_Exercise_
Switch "a dot per instance" to "one point per instance" throughout the data below. Keep every other word unchanged.

_Object point labels_

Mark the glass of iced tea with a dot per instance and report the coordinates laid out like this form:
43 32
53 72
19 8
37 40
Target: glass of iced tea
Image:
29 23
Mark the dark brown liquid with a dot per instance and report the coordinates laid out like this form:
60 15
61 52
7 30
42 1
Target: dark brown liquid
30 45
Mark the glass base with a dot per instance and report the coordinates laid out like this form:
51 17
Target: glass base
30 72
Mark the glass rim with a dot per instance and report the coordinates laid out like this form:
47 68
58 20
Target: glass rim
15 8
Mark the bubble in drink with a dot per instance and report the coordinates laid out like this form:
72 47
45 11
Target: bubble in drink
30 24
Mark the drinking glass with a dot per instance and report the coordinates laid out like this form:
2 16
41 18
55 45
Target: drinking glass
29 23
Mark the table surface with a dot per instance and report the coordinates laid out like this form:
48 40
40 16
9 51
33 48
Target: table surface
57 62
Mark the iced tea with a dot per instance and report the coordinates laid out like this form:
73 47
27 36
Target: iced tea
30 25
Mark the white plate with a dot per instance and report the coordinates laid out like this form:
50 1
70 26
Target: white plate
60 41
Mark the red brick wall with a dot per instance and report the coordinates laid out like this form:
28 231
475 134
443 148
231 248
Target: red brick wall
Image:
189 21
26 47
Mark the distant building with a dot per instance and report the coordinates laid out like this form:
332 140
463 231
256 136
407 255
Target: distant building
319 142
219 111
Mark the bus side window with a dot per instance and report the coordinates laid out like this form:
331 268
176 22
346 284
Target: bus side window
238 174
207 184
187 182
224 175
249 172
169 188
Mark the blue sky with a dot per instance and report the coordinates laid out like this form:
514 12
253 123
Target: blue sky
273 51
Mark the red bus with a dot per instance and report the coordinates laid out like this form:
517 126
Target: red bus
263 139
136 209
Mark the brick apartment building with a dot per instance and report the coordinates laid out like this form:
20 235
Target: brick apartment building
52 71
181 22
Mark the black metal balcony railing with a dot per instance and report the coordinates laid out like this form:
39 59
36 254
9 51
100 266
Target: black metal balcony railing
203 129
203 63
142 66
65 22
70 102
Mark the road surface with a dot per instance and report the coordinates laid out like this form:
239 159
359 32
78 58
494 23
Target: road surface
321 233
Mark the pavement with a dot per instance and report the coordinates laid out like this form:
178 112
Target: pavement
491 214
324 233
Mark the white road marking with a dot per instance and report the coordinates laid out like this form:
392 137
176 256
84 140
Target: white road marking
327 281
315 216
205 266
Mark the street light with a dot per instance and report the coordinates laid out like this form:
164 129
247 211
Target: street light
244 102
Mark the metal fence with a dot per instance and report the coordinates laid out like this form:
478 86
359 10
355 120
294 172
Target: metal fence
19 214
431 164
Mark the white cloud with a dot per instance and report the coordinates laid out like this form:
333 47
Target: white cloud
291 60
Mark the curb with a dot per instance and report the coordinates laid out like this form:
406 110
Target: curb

_Response_
Mark the glass of iced tea with one point per instance and report the coordinates laid out like this form:
43 32
53 72
19 8
37 40
Target: glass of iced tea
Image:
29 23
Mark the dark brown liquid with one point per instance and report the coordinates laid out like this form:
60 15
61 52
7 30
42 1
Target: dark brown liquid
30 45
Mark the glass base with one point per instance and report the coordinates laid out like this form:
51 17
Target: glass base
30 72
Mark the glass rim with one point per instance and report the coordinates laid out like this form:
47 68
58 20
Target: glass rim
15 8
Mark the bubble in drink with one point per instance and report the coordinates laid out like this form:
72 47
45 11
Target: bubble in drink
30 24
Mark the drinking glass with one point per instance and report the coordinates laid out like this form:
2 16
41 18
55 45
Target: drinking glass
29 23
Mark the table surface with one point per instance and report the coordinates laid out like this form:
48 40
40 16
9 51
33 48
Target: table surface
57 62
Mark the iced tea with one point per instance and report the coordinates laid out like this form:
73 47
27 36
Target: iced tea
30 25
Mark the white plate with one point per instance and report the coordinates laid out like this form:
50 1
70 26
Target: white plate
60 41
Mark the red brick wall with one point per instance and report the coordinates laid out like this form:
28 231
475 134
443 148
231 248
Target: red brick wall
Image:
189 21
26 47
Mark the distant building with one point per instance and report the coordinates laid out like this form:
332 140
463 231
256 136
407 255
Target: distant building
319 142
219 111
Mark the bus side window with one point per instance and report the coordinates laid out like this form:
331 268
176 22
346 284
Target: bus side window
238 174
207 184
187 182
224 175
249 172
169 188
Mark the blue sky with one point per instance and report the coordinates laid out like this form:
514 12
253 123
Target: blue sky
273 51
Mark the red bus with one point per instance and report the coordinates laid out like this form:
517 126
Target: red bus
263 139
136 209
Mark the brick apartment building with one point per instance and report the coordinates laid out like this form:
20 235
Target: brick apartment building
52 71
181 22
Mark the black metal balcony railing with one point per instance and report the coordinates laid out like this form:
39 59
36 254
9 51
100 266
Target: black metal balcony railing
203 129
203 63
142 66
65 22
70 102
Mark the road surface with one point per instance and report the coordinates laid out like this form:
239 159
359 32
78 58
494 23
Target: road surface
321 233
Mark the pavement with one point per instance and report the coordinates laid out like this form:
178 112
Target: pavement
491 214
324 233
Mark the white road marking with one point per instance and report the coordinates laid out like this form:
392 137
176 256
84 140
Target: white road marking
327 281
315 216
205 266
Mark the street light with one point per instance and report the coordinates laid out like this form:
164 129
247 211
Target: street light
244 102
Mark the metal fence with one point per instance and report the coordinates laid out like this form:
478 86
359 10
355 120
294 172
Target: metal fence
19 214
431 164
Mark the white cloud with one point per instance and report the coordinates laid out like this form:
333 47
Target: white cloud
291 60
Mark the curb with one point per instance and report the coordinates laid out like this form:
406 110
Target: curb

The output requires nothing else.